== SELECTED PASSAGE ==
Building Multi-Agent AI Systems Using Docker Agent

Introduction

Docker Agent is an open-source framework designed to facilitate the creation and execution of multi-agent AI systems. It allows developers to configure teams of AI agents using YAML files, eliminating the need for Python orchestration code. Each agent can deploy its unique model, whether through cloud APIs like OpenAI and Anthropic, or local models via Docker Model Runner. These agents can perform specialized tasks such as accessing the filesystem, conducting web searches, and integrating custom MCP tools. Docker Agent also enables the distribution of agents as OCI artifacts, which can be shared and deployed swiftly.

This tutorial provides a step-by-step guide on setting up a DigitalOcean Droplet with Docker Agent pre-installed. Using the Docker Agent 1-Click App from the DigitalOcean Marketplace, you will learn how to create a Bug Investigator—a multi-agent system where agents collaborate to diagnose errors, research fixes, implement solutions, and generate tests. You'll also configure cloud API and local model inference and explore further Docker tutorials on Ubuntu 24.04 once the guide is complete.

Note: The Docker Agent 1-Click image includes version 1.9.10 under its previous name cagent. Commands in this tutorial use cagent as per the pre-installed version, but the YAML configurations and architecture remain consistent with newer versions.
===
» **WORK INSTRUCTION**: Please output the Docker Agent tutorial above word for word, between "This tutorial provides" and "with newer versions.", inclusive.
== RECORD EXTRACTS ==
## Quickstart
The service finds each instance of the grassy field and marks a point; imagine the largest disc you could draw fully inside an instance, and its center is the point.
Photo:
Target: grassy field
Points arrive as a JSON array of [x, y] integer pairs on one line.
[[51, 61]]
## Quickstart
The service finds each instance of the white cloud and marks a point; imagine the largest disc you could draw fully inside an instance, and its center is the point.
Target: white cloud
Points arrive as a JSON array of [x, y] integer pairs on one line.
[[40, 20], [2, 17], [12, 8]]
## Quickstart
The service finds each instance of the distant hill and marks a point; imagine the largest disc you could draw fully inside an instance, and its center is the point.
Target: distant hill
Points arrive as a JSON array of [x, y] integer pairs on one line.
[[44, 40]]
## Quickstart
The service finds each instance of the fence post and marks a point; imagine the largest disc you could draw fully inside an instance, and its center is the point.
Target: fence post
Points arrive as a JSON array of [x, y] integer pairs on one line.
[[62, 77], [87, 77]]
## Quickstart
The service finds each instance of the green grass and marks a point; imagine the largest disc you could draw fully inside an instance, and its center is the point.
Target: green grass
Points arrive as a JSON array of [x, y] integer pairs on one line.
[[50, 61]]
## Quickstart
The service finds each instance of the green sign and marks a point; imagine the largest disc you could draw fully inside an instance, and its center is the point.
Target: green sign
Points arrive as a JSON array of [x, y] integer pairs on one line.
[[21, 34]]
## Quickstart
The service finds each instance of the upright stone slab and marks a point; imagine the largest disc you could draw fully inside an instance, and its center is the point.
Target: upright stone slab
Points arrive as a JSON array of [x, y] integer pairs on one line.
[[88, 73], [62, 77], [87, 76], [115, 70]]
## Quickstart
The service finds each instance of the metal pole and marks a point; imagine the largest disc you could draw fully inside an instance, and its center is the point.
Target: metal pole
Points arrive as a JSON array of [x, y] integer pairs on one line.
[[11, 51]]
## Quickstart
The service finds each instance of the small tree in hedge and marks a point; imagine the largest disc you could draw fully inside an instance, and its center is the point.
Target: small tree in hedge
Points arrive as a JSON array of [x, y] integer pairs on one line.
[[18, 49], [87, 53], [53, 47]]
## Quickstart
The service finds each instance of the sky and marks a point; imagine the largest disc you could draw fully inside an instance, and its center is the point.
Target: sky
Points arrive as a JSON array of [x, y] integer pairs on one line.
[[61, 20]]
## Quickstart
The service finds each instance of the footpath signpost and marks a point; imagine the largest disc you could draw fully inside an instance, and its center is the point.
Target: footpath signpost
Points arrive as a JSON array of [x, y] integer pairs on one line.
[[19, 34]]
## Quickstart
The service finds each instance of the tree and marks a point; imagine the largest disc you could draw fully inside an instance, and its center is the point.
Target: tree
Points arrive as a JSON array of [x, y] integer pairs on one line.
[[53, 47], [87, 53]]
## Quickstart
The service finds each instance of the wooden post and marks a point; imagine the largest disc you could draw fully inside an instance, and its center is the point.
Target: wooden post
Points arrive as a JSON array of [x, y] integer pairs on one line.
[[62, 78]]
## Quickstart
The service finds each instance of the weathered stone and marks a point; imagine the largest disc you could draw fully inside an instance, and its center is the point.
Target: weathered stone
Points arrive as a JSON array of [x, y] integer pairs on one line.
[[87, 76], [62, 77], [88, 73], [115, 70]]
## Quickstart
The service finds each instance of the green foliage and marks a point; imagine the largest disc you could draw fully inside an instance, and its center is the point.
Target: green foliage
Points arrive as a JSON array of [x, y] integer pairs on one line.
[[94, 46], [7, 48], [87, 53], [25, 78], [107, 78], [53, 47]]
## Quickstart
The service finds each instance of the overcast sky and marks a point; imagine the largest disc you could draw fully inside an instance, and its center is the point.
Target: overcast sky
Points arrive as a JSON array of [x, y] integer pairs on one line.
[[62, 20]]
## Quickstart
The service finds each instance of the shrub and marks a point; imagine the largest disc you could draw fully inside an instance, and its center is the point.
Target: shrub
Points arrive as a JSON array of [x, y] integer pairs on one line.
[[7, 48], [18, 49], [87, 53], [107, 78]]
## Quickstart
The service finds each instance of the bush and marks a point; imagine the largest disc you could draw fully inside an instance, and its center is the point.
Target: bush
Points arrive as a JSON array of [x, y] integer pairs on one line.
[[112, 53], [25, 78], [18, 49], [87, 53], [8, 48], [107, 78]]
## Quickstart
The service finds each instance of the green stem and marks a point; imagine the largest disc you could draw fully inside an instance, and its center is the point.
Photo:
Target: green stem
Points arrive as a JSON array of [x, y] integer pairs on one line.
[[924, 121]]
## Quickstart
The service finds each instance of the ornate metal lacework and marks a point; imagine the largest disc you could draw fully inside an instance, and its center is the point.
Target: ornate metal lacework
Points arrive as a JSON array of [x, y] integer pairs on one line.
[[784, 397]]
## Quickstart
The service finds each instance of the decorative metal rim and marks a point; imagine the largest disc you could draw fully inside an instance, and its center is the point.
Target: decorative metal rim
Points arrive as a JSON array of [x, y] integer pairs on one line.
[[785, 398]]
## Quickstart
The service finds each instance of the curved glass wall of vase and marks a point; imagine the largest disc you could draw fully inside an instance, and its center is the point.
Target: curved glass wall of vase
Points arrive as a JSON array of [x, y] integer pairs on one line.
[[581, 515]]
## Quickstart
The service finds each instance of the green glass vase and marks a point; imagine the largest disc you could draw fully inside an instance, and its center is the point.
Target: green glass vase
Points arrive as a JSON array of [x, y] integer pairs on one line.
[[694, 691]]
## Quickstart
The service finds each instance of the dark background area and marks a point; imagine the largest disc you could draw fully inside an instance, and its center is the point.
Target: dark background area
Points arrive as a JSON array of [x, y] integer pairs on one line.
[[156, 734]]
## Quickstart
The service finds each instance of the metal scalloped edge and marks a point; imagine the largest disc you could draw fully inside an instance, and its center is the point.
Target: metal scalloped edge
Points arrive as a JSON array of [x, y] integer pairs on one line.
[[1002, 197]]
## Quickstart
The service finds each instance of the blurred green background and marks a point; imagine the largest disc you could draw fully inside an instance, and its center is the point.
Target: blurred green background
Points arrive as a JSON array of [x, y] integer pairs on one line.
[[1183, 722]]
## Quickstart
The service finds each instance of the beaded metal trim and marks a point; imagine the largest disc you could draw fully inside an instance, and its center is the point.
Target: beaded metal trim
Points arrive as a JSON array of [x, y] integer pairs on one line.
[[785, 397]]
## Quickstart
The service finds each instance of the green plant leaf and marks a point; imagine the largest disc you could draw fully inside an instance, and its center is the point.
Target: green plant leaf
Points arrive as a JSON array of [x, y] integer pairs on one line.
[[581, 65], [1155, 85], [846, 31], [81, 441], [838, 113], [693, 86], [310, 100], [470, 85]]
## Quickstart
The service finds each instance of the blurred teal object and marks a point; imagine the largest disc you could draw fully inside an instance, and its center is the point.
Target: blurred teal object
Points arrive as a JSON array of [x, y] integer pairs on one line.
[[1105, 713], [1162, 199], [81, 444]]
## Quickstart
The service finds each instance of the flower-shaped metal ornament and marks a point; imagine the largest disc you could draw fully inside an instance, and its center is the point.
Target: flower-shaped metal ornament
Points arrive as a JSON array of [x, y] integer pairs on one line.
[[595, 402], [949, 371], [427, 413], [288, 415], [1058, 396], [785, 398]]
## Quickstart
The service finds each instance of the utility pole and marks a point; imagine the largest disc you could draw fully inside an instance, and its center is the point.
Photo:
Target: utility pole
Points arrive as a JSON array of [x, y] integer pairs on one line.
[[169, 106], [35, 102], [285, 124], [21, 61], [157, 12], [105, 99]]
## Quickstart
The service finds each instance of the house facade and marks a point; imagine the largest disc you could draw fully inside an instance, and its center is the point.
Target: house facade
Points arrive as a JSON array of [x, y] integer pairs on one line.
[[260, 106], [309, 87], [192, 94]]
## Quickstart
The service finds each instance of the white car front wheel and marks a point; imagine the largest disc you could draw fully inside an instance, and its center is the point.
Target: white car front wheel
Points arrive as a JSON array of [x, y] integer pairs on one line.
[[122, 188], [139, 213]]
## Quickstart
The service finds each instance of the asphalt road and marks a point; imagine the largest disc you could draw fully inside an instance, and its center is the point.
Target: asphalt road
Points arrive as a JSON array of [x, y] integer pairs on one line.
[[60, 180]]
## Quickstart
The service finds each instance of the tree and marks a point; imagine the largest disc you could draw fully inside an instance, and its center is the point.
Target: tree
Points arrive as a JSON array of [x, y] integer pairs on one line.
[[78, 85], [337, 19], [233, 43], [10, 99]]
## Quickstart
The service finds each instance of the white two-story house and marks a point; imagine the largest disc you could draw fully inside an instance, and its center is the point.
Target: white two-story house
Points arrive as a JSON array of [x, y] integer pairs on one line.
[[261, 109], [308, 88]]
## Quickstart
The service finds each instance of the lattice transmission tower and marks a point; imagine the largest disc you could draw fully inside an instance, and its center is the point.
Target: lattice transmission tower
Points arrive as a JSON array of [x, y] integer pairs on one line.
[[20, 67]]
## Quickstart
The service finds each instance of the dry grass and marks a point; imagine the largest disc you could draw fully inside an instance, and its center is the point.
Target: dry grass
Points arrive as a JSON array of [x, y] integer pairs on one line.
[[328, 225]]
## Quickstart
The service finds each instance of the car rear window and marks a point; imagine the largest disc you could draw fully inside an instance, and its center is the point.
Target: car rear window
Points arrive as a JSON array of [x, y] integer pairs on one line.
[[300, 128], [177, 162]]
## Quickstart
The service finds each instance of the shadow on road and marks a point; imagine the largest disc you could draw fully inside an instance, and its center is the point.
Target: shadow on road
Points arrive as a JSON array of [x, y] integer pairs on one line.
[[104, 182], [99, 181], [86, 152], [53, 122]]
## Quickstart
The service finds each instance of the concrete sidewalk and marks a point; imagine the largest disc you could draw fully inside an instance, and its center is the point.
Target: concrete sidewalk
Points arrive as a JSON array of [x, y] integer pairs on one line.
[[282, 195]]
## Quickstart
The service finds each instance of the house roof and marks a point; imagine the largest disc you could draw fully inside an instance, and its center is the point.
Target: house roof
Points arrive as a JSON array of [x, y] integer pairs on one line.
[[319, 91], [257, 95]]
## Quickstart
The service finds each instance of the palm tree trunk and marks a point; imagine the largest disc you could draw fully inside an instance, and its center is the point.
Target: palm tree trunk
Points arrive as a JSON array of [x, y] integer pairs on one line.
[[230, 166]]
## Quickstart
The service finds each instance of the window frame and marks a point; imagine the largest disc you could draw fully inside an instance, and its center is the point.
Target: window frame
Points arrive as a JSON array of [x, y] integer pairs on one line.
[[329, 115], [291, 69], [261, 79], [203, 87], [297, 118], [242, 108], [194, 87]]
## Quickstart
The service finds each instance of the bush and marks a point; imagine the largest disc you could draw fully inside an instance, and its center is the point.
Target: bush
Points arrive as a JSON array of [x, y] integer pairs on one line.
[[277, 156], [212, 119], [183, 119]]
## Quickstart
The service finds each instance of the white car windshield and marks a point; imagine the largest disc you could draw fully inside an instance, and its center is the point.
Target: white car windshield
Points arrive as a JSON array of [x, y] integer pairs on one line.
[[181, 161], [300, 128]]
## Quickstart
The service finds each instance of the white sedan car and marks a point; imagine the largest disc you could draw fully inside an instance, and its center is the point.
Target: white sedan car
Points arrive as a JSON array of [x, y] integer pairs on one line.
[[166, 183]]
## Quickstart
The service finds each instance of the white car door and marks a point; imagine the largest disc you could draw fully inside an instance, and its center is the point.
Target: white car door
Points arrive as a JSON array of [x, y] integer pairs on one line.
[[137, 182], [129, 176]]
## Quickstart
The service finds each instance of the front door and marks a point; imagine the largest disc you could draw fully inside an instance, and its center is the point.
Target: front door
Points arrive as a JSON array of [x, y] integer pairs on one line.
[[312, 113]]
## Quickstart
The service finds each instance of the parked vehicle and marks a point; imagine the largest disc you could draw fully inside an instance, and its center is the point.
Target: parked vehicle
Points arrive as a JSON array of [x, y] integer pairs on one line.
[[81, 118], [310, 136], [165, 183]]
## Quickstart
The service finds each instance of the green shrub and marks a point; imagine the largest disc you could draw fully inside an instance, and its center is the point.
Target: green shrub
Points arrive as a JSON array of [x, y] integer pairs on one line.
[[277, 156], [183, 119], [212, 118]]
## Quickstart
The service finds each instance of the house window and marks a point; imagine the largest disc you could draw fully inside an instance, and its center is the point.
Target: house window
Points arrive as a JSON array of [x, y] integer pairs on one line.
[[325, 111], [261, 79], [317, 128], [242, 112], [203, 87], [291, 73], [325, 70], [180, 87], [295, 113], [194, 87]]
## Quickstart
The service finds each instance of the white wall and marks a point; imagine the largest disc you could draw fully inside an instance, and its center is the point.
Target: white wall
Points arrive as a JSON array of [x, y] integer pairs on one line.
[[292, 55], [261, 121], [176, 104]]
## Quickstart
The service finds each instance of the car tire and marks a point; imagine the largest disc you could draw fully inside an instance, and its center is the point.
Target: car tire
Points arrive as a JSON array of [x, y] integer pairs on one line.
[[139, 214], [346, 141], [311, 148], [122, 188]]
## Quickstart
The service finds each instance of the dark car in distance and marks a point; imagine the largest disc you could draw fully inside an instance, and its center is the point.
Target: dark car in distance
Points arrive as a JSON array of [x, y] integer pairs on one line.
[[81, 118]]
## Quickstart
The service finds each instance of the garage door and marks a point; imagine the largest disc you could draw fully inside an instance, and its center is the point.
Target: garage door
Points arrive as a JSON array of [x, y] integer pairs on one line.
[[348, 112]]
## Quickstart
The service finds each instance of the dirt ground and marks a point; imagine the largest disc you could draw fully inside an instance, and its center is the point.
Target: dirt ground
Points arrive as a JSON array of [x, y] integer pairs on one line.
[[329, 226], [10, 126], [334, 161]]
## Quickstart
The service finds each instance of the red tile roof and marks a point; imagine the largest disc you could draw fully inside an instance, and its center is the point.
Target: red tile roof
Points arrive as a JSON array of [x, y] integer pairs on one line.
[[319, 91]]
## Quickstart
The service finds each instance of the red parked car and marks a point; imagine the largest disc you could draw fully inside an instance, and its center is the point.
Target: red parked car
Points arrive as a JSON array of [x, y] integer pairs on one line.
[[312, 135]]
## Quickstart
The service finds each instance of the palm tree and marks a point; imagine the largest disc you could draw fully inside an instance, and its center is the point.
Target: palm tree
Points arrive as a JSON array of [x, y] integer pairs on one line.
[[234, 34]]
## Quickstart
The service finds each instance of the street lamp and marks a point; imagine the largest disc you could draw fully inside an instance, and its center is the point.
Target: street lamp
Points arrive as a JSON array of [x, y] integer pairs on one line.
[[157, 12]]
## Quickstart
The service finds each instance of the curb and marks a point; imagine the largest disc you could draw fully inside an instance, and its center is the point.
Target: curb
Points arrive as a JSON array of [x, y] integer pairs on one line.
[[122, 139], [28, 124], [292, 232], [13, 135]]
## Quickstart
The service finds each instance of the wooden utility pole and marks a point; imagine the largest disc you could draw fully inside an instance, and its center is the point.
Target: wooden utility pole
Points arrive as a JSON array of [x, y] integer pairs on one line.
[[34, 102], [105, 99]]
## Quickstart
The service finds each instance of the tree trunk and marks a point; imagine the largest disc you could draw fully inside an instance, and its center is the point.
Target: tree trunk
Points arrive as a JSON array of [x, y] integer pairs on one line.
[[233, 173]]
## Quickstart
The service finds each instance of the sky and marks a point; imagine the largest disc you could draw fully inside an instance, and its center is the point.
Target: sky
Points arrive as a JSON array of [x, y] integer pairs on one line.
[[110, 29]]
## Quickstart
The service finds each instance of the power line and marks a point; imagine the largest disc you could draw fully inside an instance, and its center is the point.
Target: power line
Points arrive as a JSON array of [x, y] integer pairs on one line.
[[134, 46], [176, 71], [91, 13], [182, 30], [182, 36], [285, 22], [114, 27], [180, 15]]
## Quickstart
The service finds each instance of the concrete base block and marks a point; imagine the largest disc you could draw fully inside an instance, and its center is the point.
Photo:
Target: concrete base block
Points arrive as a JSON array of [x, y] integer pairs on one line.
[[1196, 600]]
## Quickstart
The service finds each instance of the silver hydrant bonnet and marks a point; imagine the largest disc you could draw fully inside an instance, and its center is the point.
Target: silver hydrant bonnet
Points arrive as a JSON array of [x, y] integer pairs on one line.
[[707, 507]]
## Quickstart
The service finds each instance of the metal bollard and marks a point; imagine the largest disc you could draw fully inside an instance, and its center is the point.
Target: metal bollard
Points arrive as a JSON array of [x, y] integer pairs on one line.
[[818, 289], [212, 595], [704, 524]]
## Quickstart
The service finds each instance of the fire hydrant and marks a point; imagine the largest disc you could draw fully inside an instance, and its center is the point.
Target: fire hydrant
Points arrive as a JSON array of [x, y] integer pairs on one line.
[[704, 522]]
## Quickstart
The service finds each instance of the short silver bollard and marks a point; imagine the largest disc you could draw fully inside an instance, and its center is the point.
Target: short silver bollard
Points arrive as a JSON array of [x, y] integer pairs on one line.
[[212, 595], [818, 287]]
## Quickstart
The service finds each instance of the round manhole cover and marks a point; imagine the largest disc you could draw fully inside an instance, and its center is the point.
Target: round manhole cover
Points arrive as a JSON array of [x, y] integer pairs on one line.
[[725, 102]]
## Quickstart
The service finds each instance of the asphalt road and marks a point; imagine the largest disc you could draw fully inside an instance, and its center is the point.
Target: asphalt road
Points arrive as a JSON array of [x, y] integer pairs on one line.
===
» **RESULT OF THE EXERCISE**:
This tutorial provides a step-by-step guide on setting up a DigitalOcean Droplet with Docker Agent pre-installed. Using the Docker Agent 1-Click App from the DigitalOcean Marketplace, you will learn how to create a Bug Investigator—a multi-agent system where agents collaborate to diagnose errors, research fixes, implement solutions, and generate tests. You'll also configure cloud API and local model inference and explore further Docker tutorials on Ubuntu 24.04 once the guide is complete.

Note: The Docker Agent 1-Click image includes version 1.9.10 under its previous name cagent. Commands in this tutorial use cagent as per the pre-installed version, but the YAML configurations and architecture remain consistent with newer versions.